## Required action
Find the line with "[(264, 160)]" and the line with "[(163, 216)]" in the entries below; output exactly those two lines, every line between them, and no others.
"""
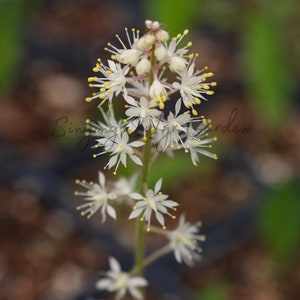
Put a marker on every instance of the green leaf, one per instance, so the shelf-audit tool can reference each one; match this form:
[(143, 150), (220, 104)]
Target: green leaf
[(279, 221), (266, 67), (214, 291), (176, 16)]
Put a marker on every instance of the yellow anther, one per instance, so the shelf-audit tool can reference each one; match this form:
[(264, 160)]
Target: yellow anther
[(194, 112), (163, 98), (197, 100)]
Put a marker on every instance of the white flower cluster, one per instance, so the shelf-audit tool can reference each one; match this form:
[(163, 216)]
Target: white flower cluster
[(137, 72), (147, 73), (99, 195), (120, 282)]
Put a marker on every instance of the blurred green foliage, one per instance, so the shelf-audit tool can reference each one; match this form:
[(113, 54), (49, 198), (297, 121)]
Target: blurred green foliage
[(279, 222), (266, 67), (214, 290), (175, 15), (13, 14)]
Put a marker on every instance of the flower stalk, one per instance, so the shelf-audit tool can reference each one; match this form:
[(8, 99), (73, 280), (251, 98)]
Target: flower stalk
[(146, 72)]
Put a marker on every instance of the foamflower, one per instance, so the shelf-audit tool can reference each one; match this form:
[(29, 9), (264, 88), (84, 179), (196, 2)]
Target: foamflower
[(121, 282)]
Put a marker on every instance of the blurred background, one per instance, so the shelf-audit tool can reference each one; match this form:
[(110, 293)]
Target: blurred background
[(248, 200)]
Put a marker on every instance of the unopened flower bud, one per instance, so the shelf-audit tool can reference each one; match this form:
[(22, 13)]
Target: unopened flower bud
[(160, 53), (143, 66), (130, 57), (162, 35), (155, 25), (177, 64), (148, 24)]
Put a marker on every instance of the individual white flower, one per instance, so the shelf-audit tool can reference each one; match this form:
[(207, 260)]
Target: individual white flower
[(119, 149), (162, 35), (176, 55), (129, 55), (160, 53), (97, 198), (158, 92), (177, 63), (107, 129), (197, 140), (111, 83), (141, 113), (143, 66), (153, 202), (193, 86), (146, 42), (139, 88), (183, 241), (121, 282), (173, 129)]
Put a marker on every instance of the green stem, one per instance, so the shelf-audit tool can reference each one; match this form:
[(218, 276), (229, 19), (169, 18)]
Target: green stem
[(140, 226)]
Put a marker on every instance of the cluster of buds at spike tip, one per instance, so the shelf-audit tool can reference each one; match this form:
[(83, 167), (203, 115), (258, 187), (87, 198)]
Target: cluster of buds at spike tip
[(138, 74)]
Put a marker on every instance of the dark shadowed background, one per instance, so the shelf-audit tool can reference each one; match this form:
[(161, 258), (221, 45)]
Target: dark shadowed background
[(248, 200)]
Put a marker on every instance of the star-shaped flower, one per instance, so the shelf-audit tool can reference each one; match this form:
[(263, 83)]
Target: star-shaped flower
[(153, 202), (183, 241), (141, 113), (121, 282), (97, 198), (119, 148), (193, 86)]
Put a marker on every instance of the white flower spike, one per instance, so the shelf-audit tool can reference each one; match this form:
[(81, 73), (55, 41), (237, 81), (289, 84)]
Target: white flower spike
"""
## Solution for this problem
[(264, 160)]
Target: yellow anther
[(194, 112), (163, 98), (197, 100)]
Put a marker on every instance of the white flower cluster, one per instance, so the shelf-audit tool can reference each one; match this form:
[(163, 216)]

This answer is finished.